**Source document**:
+ + + + +

Hi all,


Months ago, when the C-word was something still something far away in a
distant land, we had a small discussion in our radio-club.
The idea was this: "fundamentals Fridays"(*), a chance to ask questions
on aspects of amateur-radio that we all know that are true, but nobody
seams to be able to explain why exactly they are the way they are.



One of the questions that popped up is this: (although I am not sure of
this is a question about physics or about antennas)


It is "common knowledge" that when using an antenna with an
antenna-tuner, the efficiency of an antenna goes down: the smaller the
size of the antenna compared the wavelength, the less power is emitted
and the more power is "lost in the tuner".

But, why is that?
Where does this "lost" energy go to?




In essence, the goal of an antenna-tuner is to do impedance-matching:
match the impedance of an antenna at a certain frequency to the (50 ohm)
output impedance of the transmitter and the transmission-line. For that,
it uses inductors or capacitors. (although I know that these components
do also have a resistive part, but I think we can ignore this here)


Now, I understand that a capacitor can "store" energy in the electrical
field between the two plates, and an inductor uses electrical fields to
create a current to counter changes in current, ... but why does this
create a "lost" of energy?

In what form is that energy then "lost"? Is it converted to heat? Is it
"emitted"?


I've been reading about the "Radiation resistance" of an antenna (**)
and, although I am not a physicist, I kind-of understand the notion of
the transfer of energy from the momentum of an electron to a photon.

But physical process is at work inside an antenna-tuner?
And to what kind of energy is the "lost power" converted? Heat?

Does an antenna-tuner actually heat up?
(again, ignoring the "resistive" loss of the components of the tuner)




(*) Fundamental Fridays: (c) EEVblog

(**) https://en.wikipedia.org/wiki/Radiation_resistance


73
kristoff - ON1ARF

+ + + + +

**Data extract**:
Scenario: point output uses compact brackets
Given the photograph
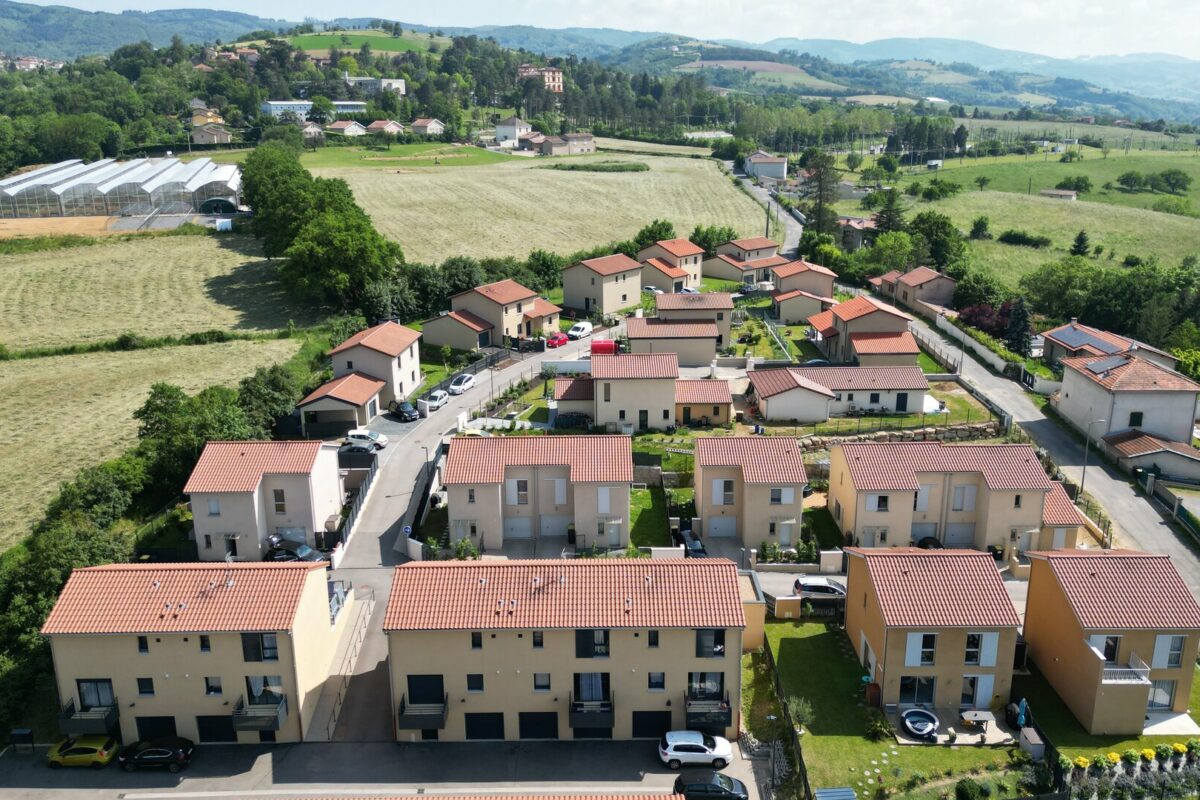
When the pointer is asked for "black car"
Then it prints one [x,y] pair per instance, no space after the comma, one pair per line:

+ + + + +

**What is asked**: Swap "physicist" for "engineer" and write out the stretch of the antenna-tuner post from "I've been reading" through "inside an antenna-tuner?".

**Exercise answer**:
I've been reading about the "Radiation resistance" of an antenna (**)
and, although I am not a engineer, I kind-of understand the notion of
the transfer of energy from the momentum of an electron to a photon.

But physical process is at work inside an antenna-tuner?